### Exercise objective
Copy the data below word for word, everything from the line containing "find the creamy" down to the line containing "[43,137,896,1250]", with both of those lines included.

(Excerpts of bounding box data)
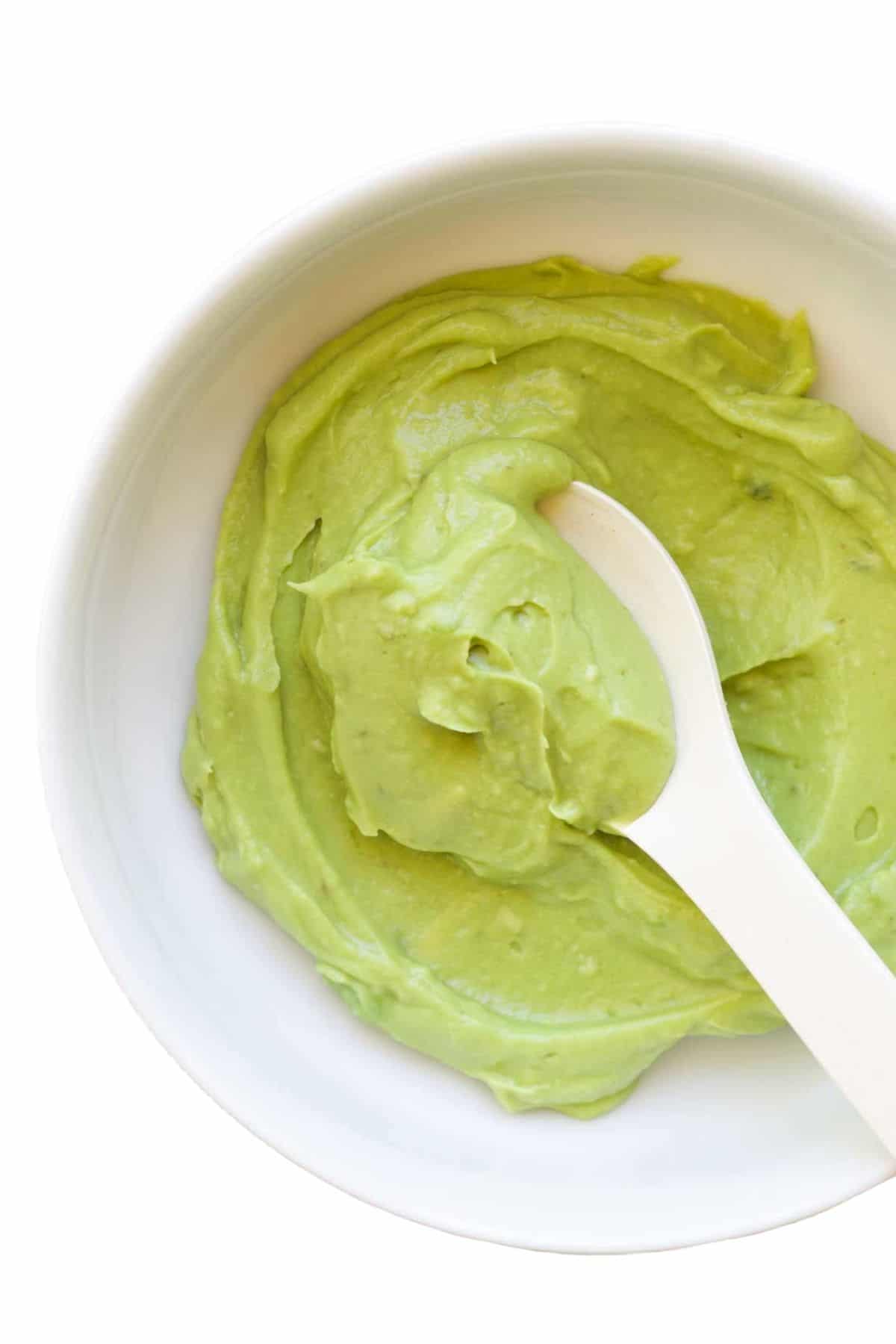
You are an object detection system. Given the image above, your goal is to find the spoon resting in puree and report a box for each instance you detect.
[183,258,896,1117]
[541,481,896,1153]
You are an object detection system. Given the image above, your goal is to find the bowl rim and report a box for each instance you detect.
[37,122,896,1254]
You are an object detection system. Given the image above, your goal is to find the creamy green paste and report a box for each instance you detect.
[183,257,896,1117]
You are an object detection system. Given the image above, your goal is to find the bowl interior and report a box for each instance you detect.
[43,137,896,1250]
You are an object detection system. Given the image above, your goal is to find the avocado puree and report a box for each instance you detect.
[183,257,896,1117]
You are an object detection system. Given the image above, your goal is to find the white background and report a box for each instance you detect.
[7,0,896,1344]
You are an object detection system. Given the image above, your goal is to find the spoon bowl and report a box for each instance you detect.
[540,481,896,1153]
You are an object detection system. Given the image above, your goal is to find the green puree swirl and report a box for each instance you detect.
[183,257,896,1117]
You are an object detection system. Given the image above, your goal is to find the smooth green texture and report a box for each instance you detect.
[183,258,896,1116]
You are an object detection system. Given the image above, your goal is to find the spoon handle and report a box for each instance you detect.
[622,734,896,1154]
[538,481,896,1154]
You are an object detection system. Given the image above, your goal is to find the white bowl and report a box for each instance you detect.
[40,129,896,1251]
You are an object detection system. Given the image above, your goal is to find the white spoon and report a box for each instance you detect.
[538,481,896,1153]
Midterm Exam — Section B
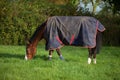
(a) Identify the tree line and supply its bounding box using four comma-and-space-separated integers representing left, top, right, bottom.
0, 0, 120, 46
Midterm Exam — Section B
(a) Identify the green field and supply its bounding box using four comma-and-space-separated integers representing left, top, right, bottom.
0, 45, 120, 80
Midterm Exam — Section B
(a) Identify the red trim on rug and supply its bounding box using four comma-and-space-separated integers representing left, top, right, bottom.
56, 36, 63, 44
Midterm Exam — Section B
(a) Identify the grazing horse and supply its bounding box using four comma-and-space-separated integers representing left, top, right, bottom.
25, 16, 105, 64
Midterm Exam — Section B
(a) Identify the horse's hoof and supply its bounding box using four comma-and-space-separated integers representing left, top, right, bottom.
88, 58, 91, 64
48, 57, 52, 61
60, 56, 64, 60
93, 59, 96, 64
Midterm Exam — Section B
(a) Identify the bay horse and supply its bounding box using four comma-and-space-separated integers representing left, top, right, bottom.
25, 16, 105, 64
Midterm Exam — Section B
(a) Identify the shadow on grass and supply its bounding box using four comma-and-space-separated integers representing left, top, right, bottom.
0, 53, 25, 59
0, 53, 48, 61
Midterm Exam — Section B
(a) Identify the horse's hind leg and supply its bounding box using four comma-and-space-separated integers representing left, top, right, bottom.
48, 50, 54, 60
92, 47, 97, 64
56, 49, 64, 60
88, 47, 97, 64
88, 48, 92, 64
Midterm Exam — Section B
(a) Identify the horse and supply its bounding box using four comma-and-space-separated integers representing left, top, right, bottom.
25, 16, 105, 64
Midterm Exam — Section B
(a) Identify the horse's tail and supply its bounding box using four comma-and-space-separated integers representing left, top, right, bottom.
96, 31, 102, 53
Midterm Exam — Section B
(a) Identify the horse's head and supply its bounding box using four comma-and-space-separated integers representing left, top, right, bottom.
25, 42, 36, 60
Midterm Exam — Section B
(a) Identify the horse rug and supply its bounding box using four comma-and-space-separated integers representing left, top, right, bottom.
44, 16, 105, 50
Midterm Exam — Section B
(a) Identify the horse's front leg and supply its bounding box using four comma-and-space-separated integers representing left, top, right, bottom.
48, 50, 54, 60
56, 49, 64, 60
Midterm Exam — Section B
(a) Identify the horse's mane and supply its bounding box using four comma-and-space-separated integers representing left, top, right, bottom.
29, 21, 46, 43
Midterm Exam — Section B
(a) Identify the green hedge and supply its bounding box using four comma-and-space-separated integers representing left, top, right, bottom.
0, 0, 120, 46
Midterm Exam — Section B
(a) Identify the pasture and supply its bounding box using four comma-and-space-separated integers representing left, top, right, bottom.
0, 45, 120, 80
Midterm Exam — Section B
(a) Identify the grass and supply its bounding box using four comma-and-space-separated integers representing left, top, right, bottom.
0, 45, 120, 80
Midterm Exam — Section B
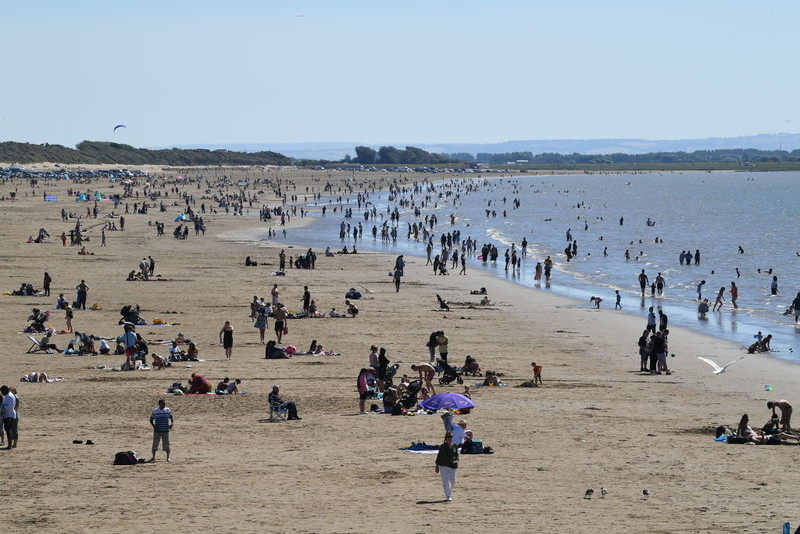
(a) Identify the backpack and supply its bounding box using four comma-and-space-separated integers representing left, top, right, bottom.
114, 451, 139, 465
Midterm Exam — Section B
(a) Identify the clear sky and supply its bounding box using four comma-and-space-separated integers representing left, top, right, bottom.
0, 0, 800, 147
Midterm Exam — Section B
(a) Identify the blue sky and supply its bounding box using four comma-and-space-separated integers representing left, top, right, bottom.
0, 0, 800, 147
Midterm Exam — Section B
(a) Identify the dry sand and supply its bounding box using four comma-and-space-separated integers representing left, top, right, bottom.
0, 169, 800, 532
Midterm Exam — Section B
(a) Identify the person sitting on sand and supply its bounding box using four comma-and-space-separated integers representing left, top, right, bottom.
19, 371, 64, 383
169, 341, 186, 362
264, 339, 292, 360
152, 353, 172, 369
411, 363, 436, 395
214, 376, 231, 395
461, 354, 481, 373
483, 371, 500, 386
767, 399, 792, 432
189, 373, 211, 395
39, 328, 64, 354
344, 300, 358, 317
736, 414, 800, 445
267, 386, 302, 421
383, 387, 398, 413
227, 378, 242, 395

### Exercise response
You are an object detection system. Given the image above, your goal is to find the creamy green paste and report a box for each instance you detect.
[183,257,896,1117]
You are an object detection system. Given the image above, your goal is to find the bowl interior and report a box for each instance you detect.
[43,137,896,1250]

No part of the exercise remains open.